(STUDY MATERIAL begins)

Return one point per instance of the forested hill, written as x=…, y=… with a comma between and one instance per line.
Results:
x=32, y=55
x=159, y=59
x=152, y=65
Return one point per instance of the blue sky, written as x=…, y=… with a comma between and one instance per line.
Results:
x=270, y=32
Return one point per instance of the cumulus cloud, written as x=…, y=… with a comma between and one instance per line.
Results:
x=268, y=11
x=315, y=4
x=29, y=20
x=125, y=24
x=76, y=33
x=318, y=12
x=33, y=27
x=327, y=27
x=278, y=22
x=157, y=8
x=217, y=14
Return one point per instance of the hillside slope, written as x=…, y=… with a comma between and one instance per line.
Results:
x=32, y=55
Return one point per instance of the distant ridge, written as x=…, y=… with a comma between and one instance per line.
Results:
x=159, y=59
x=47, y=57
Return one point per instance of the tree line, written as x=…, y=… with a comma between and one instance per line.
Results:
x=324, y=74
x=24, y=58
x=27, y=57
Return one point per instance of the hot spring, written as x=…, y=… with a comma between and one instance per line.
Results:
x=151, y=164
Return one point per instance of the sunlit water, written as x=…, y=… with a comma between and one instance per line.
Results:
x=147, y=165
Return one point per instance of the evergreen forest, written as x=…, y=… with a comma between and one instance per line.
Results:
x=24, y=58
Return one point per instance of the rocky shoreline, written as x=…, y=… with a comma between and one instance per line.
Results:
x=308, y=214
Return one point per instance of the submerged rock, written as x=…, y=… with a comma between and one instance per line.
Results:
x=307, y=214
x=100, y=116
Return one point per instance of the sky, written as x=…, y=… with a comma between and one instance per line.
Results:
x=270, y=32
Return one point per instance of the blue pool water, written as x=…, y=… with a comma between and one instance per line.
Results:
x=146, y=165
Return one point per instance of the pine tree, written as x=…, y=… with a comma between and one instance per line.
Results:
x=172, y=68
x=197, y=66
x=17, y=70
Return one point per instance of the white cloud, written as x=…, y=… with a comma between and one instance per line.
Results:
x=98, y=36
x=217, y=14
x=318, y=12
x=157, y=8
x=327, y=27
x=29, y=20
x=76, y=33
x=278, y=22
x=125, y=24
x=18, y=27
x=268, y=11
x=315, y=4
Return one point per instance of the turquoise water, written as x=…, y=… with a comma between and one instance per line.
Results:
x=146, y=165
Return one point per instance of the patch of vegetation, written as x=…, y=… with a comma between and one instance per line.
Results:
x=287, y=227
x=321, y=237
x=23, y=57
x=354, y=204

(STUDY MATERIAL ends)

### TASK ITEM
Return the data in full, with each line kept exactly as it is.

### EXERCISE OUTPUT
Return one point per instance of the forested hill, written as x=…, y=… with a comma between and one instance per line.
Results:
x=32, y=55
x=159, y=59
x=152, y=65
Return one point per instance of the blue sky, written as x=…, y=… with a comma between and one instance per line.
Results:
x=270, y=32
Return one point per instance of the cumulus cloud, written as x=…, y=… with a comma between and one instance per line.
Results:
x=268, y=11
x=315, y=4
x=29, y=20
x=125, y=24
x=76, y=33
x=318, y=12
x=33, y=27
x=327, y=27
x=278, y=22
x=157, y=8
x=217, y=14
Return one point per instance of the hillside slope, written as x=…, y=… with a comma between and one instance per line.
Results:
x=32, y=55
Return one point per instance of the distant ridge, written as x=…, y=… with a comma between and one instance per line.
Results:
x=159, y=59
x=47, y=57
Return one point per instance of the tree line, written as x=…, y=… with a comma between and one instance per line.
Results:
x=324, y=74
x=24, y=58
x=27, y=57
Return one point per instance of the hot spring, written as x=…, y=… with a comma between and one instance per line.
Results:
x=151, y=164
Return one point per instance of the sunlit water, written as x=…, y=… with a comma between and one instance per line.
Results:
x=147, y=165
Return one point per instance of the evergreen forest, written as x=…, y=… with a comma between and one instance per line.
Results:
x=24, y=58
Return one point per instance of the rocky shoreline, written as x=…, y=… with a comma between and one instance per line.
Results:
x=308, y=214
Return one point per instance of the submerged rock, written as x=…, y=… with a comma between and one instance per line.
Results:
x=307, y=214
x=100, y=116
Return one point per instance of the sky, written as x=…, y=… with a comma between and one instance per line.
Results:
x=270, y=32
Return one point per instance of the blue pool water, written as x=…, y=… with a comma between and one instance per line.
Results:
x=146, y=165
Return one point per instance of the pine tree, written as x=…, y=… with a comma between and one instance per line.
Results:
x=172, y=68
x=197, y=66
x=17, y=70
Return one point per instance of the white cloud, written as x=…, y=… with a comma between and one instance per line.
Results:
x=98, y=36
x=217, y=14
x=318, y=12
x=157, y=8
x=327, y=27
x=29, y=20
x=76, y=33
x=278, y=22
x=125, y=24
x=18, y=27
x=268, y=11
x=315, y=4
Return one point per instance of the turquoise water, written as x=…, y=… with a comma between and one instance per line.
Results:
x=146, y=165
Return one point per instance of the patch of vegetation, written as x=…, y=… with a comma between and one instance per line.
Results:
x=287, y=227
x=321, y=237
x=23, y=57
x=354, y=204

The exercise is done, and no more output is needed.